_Work instruction A_: In the article on necrotizing enterocolitis in premature babies, what share of patients require surgery to remove the diseased tissue?
_Work instruction B_: Pick up the article on necrotizing enterocolitis in premature babies and continue it from its final line.

_Document passage_:
********************
March 27, 2014

Gut woes of preemies focus of microbiome effort

A multidisciplinary team of microbiome researchers at Vanderbilt University is shedding light on necrotizing enterocolitis (NEC), a disease of prematurity that kills hundreds of babies and costs the U.S. health care system an estimated $5 billion a year.

A multidisciplinary team of microbiome researchers at Vanderbilt University is shedding light on necrotizing enterocolitis (NEC), a disease of prematurity that kills hundreds of babies and costs the U.S. health care system an estimated $5 billion a year.

Defined by the late Nobel laureate Joshua Lederberg as the “community” of microorganisms “that literally share our body space,” the microbiome (or microbiota) interacts with the body’s immune system to ensure healthy functioning of the digestive tract.

In NEC, this “cross-talk” seems to go wrong, leading to necrosis of the mucosal lining at the junction of the small and large intestines. About 40 percent of patients require surgery to remove the diseased tissue. Yet the condition is notoriously difficult to predict or prevent.

Jörn-Hendrik Weitkamp, M.D.
********************
_Data records_:
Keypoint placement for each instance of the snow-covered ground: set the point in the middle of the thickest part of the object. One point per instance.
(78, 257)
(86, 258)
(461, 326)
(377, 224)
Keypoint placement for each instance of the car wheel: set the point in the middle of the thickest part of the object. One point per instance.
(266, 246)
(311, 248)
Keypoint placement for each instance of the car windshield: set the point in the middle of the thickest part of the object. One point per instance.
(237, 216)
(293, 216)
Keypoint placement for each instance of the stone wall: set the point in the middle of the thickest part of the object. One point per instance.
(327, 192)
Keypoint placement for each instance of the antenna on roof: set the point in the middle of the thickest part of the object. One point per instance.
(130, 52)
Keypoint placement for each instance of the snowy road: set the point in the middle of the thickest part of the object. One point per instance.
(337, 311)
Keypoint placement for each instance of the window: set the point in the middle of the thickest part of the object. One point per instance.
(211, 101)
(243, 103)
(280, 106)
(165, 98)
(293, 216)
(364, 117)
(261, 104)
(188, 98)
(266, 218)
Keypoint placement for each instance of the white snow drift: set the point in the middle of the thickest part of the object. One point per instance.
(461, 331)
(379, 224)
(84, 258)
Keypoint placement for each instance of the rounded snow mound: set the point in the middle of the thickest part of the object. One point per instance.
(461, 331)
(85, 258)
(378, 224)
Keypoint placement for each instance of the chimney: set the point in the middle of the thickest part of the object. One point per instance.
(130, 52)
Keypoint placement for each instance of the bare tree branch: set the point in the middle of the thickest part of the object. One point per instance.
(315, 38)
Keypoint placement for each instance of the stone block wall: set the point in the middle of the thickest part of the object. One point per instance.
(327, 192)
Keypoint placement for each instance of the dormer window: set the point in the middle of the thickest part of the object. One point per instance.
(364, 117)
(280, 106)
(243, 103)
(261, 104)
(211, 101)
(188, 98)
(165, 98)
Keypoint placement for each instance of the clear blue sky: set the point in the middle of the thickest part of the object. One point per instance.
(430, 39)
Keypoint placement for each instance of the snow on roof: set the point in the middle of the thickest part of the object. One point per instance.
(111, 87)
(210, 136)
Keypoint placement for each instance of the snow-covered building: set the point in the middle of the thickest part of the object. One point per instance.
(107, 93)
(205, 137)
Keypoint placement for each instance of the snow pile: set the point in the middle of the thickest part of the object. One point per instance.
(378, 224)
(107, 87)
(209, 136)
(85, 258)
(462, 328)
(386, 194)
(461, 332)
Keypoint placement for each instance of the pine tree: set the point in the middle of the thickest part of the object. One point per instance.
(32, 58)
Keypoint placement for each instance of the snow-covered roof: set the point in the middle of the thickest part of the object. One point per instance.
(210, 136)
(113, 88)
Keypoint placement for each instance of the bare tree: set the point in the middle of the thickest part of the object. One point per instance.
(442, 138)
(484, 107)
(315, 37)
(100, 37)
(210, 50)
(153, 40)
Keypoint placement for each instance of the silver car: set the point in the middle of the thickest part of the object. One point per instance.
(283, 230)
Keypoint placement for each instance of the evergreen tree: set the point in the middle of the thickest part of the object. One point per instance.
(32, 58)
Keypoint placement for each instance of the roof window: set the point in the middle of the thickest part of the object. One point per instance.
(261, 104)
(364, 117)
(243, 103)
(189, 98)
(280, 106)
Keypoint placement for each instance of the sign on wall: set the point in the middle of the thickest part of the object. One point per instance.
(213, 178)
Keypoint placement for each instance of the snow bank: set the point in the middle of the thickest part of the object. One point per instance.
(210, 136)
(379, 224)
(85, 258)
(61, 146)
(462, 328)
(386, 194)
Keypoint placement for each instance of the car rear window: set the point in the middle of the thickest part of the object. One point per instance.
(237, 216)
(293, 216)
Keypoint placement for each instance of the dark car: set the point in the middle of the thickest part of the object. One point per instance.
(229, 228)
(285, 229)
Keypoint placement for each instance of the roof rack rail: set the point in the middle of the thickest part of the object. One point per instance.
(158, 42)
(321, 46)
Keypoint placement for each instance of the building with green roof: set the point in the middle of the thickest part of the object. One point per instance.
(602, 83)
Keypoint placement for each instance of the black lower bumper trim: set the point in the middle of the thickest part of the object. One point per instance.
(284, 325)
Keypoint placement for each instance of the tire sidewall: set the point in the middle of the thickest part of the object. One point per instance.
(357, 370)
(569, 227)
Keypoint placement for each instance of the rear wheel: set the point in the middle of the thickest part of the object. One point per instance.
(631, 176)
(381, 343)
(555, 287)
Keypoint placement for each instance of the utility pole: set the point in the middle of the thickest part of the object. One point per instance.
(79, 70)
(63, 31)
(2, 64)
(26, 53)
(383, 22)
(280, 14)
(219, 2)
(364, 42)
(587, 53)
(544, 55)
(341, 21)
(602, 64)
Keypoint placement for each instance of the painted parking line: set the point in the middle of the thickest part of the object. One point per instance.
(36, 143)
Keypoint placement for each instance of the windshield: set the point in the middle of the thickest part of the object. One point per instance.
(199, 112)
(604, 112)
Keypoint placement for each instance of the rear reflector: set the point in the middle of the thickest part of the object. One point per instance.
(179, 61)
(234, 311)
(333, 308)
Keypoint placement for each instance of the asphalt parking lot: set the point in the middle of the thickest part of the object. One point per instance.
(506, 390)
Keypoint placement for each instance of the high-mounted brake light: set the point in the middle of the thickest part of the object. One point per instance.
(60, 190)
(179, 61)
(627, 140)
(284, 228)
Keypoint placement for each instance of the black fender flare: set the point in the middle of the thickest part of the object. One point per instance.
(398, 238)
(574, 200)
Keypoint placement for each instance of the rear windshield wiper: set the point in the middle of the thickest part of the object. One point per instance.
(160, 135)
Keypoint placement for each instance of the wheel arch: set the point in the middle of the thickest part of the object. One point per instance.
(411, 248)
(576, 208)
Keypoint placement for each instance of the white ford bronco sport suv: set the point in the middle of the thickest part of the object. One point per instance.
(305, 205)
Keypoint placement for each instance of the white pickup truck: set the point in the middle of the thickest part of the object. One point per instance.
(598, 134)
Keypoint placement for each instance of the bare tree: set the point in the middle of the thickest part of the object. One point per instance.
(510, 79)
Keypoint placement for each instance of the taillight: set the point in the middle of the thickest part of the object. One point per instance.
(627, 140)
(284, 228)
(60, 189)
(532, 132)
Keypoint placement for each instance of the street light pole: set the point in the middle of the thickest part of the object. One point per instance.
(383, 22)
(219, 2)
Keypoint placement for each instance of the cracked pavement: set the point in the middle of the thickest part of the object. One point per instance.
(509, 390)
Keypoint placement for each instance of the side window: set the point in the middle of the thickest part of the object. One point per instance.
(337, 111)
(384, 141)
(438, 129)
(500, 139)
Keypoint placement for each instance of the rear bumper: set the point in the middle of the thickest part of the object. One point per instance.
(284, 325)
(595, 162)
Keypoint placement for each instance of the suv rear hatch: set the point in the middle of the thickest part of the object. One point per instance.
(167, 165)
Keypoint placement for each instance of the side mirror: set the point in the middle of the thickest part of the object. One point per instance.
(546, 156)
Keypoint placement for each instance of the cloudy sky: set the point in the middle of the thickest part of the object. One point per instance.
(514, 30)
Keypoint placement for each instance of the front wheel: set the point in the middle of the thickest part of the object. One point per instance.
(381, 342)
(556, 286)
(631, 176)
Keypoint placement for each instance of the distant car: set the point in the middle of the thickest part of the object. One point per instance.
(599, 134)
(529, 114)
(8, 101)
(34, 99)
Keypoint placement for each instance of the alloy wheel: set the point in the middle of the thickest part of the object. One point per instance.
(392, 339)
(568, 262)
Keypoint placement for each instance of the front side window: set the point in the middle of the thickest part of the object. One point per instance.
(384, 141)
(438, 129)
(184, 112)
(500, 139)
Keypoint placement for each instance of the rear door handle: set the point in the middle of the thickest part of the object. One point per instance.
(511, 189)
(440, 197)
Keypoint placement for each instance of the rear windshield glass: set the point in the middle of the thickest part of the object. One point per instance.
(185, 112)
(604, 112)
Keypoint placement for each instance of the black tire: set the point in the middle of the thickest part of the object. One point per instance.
********************
_Exercise result A_: About 40 percent

_Exercise result B_:
Scientists had hoped the newborn’s stool might provide a biomarker, but they’ve not identified a single pathogen or even a microbiome ‘pattern’ specific for the disease or consistent across different studies. No “silver bullet,” said Jörn-Hendrik Weitkamp, M.D., assistant professor of Pediatrics in the Division of Neonatology.

Now, in a study of infants without NEC but who had part of their intestines removed for anatomical or other reasons, the Vanderbilt researchers found that the microbiome of the intestine is very different from that found in the stool even within the same patient.

“In addition, we detected an unprecedented microbial diversity in intestinal tissue sections … even in preterm infants who were born by C-section and who were just a couple of days old without ever having been fed,” said Weitkamp, senior author of the report.

The findings, published on-line recently by the journal Gut Microbes, support a “top-to-bottom” pattern of microbial colonization — from mouth to gut — that may occur even before birth.

Although not yet completely understood, a diverse bacterial community may be ingested when the fetus swallows amniotic fluid, said Joann Romano-Keeler, M.D., instructor in Pediatrics and the paper’s first author.

Joann Romano-Keeler, M.D.

This challenges conventional wisdom that the fetal gut is “sterile,” she said, and suggests that what goes on in the intestinal tissue could help scientists interpret the microbiome findings they’re uncovering in stool.

The study was conducted by investigators in Biological Sciences, Biostatistics, Pathology, Pediatric Surgery and Pediatrics/Neonatology. “This unique tissue microbiome project was only feasible by pooling the collective talents in different specialties across campus,” Romano-Keeler said.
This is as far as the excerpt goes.